* Begin *
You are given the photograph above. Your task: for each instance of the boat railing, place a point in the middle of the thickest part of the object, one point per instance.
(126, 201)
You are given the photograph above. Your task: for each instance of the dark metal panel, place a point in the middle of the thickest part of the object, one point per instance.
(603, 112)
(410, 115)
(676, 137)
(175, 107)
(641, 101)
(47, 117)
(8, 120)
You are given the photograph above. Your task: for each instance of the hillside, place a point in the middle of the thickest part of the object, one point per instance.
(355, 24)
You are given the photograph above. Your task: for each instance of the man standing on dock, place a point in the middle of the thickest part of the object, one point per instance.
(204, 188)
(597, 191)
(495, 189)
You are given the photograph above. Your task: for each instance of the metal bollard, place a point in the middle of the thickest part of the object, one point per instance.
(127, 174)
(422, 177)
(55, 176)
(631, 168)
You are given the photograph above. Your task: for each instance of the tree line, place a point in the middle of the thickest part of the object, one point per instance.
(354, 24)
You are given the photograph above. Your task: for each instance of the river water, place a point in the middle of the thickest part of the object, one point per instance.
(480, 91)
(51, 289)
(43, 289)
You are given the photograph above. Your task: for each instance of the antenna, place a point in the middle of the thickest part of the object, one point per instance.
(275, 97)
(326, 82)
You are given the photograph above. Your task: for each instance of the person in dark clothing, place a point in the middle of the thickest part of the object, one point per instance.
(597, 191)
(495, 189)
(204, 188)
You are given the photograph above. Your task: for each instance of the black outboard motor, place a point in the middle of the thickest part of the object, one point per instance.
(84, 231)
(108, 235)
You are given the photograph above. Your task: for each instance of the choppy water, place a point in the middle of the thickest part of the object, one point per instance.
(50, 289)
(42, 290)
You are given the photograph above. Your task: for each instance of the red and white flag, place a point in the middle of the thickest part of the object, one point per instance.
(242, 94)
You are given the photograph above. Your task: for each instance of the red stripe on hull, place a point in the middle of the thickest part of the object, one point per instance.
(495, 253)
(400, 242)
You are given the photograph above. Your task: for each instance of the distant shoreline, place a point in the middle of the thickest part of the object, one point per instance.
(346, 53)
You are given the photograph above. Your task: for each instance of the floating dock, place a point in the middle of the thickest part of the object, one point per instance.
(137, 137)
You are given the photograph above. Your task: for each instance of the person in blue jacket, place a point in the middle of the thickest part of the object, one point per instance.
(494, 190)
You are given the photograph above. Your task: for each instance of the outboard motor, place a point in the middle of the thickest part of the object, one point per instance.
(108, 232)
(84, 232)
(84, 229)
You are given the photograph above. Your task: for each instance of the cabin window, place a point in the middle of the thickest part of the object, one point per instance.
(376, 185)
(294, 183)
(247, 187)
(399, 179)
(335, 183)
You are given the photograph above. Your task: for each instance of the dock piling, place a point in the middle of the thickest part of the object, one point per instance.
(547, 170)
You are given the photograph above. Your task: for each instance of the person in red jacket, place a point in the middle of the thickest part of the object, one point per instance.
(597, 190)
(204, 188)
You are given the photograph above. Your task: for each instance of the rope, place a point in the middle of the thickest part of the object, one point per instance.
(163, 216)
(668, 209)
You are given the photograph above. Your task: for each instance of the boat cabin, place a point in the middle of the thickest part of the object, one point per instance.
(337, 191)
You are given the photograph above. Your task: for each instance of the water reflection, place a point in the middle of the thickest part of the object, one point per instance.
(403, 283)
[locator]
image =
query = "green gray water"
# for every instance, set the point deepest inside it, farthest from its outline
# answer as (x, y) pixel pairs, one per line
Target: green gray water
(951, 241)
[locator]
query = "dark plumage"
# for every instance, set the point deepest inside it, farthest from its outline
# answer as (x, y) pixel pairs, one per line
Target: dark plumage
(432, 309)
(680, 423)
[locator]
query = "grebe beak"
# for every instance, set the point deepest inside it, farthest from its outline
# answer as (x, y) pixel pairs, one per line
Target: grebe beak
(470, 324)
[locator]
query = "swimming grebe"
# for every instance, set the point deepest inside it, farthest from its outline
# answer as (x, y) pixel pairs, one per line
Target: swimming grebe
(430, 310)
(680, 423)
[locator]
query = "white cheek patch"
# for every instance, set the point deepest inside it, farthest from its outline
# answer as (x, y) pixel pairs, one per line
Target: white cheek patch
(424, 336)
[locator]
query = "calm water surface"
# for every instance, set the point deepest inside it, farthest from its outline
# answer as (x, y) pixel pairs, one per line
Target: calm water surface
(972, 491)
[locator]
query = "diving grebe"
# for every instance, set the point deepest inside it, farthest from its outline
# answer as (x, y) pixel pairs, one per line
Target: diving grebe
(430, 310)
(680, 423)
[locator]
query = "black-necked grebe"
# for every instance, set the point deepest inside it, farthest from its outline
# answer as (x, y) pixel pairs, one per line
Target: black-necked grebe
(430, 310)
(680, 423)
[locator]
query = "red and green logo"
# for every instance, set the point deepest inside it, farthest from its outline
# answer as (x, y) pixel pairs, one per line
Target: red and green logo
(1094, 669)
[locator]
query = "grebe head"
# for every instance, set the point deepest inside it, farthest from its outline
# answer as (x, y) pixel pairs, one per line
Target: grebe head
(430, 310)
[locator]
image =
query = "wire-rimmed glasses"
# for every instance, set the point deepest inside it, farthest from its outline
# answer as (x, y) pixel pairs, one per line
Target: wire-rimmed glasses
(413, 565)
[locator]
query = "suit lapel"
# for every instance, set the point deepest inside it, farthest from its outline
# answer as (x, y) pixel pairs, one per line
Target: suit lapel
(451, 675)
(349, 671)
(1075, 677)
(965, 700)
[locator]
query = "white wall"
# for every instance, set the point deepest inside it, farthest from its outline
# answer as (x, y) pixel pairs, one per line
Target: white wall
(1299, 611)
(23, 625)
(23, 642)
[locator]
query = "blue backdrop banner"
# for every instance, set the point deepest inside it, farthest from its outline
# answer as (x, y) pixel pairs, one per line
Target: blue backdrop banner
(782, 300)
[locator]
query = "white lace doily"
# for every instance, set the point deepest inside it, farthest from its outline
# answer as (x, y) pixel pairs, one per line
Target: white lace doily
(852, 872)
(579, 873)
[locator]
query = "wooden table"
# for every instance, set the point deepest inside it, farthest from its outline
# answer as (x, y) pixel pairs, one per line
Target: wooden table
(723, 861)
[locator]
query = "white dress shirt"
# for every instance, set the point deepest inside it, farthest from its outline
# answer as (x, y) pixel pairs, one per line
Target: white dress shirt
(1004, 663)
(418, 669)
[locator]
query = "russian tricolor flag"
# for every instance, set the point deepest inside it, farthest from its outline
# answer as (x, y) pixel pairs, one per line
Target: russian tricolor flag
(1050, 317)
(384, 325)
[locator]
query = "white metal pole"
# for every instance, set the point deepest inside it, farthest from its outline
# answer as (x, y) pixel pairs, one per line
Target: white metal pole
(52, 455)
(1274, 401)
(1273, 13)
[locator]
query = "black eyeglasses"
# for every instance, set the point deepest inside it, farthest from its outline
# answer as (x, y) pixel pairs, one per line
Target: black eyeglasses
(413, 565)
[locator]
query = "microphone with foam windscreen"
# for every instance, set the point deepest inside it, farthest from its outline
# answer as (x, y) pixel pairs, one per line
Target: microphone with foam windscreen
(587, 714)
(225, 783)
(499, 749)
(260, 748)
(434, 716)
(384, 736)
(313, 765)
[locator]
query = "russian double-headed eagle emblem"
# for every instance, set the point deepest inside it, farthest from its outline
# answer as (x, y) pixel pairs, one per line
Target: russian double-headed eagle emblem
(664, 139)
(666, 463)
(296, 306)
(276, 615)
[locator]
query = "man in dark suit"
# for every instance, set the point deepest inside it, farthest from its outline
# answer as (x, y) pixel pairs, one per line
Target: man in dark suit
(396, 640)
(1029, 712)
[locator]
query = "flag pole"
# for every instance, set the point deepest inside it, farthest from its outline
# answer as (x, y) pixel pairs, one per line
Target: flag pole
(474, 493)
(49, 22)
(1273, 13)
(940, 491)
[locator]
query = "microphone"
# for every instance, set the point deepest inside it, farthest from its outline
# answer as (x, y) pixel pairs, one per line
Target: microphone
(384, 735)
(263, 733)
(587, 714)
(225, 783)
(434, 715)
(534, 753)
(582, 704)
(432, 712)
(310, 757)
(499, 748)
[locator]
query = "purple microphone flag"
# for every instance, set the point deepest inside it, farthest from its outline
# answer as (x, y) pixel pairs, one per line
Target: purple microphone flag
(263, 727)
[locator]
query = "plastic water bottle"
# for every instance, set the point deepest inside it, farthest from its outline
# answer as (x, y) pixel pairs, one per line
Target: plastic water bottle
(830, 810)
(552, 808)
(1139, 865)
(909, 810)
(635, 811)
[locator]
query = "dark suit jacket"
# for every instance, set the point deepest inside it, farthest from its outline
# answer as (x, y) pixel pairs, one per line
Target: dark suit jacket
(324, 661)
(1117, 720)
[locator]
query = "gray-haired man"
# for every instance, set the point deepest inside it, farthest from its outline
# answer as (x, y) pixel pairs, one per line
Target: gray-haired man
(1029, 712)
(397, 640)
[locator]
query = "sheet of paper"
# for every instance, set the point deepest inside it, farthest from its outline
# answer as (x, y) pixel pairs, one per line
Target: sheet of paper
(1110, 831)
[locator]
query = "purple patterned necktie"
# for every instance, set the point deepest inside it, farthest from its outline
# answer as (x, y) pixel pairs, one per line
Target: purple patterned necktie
* End *
◆ WHAT YOU SHOULD DO
Count the lines in the listing above that contain the string "cheek", and reply with only the number.

◆ EXPECTED ANSWER
2